Prompt:
Print each record below character for character.
------ Data to use ------
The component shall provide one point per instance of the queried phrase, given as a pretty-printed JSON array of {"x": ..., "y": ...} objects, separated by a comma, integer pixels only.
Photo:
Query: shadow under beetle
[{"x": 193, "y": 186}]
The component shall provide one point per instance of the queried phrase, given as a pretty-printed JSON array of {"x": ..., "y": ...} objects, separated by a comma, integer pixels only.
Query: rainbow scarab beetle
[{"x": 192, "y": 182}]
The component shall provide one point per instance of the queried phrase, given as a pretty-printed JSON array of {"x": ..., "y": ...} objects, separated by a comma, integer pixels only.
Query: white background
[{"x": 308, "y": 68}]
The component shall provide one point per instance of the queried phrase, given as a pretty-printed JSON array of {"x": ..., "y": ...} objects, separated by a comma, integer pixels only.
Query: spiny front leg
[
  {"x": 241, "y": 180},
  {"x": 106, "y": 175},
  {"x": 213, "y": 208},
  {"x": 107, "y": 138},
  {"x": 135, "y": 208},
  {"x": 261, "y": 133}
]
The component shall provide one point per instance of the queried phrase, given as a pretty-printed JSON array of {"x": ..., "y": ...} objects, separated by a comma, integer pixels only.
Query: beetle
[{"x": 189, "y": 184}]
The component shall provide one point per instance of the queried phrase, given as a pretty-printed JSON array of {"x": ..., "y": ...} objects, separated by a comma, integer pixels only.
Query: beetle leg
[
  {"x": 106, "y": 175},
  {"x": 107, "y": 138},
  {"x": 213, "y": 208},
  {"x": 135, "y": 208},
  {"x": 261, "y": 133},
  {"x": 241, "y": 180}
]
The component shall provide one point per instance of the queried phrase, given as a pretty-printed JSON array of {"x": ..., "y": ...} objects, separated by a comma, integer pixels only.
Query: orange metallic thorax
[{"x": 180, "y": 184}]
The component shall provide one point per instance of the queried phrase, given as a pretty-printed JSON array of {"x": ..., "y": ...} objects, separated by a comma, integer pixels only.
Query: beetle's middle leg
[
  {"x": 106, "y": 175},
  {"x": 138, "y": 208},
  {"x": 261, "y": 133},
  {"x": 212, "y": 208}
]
------
Final answer:
The component shall provide one point per instance of the queried phrase, given as a pretty-printed JSON array of {"x": ..., "y": ...} objects, separated by a comma, integer pixels only.
Photo:
Query: shadow under beetle
[{"x": 193, "y": 186}]
The component shall provide one point per instance of the queried phrase, given as a pretty-printed JSON array of {"x": ..., "y": ...} objects, separated by a comma, integer pixels only.
Query: rainbow scarab beetle
[{"x": 192, "y": 182}]
The component shall provide one point per instance of the queried phrase, given as a pretty-printed JSON array of {"x": ..., "y": ...} objects, separated by a comma, integer pixels only.
Query: white background
[{"x": 308, "y": 68}]
The component shall provide one point per instance of the queried phrase, given as a pretty-printed JSON array of {"x": ..., "y": ...} objects, separated by a comma, integer pixels only.
Query: spiny front leg
[
  {"x": 241, "y": 180},
  {"x": 106, "y": 175},
  {"x": 213, "y": 208},
  {"x": 107, "y": 138},
  {"x": 135, "y": 208},
  {"x": 261, "y": 133}
]
The component shall provide one point per instance of the queried phrase, given as a pretty-printed JSON array of {"x": ..., "y": ...} objects, separated by a comma, integer pixels only.
Query: beetle
[{"x": 189, "y": 184}]
The component shall provide one point per instance of the queried phrase, given as a pretty-printed JSON array of {"x": ..., "y": ...} objects, separated by a comma, integer pixels only.
Query: beetle leg
[
  {"x": 106, "y": 175},
  {"x": 107, "y": 138},
  {"x": 213, "y": 208},
  {"x": 135, "y": 208},
  {"x": 261, "y": 133},
  {"x": 241, "y": 180}
]
The component shall provide one point per instance of the queried phrase, given as a pretty-printed JSON array of {"x": ..., "y": ...} objects, separated by a comma, integer pixels only.
Query: orange metallic thorax
[{"x": 180, "y": 184}]
The component shall provide one point per instance of the queried phrase, given as a pretty-printed JSON array of {"x": ..., "y": ...} objects, separated by a comma, integer pixels only.
Query: beetle's middle leg
[
  {"x": 106, "y": 175},
  {"x": 138, "y": 208},
  {"x": 261, "y": 133},
  {"x": 212, "y": 208}
]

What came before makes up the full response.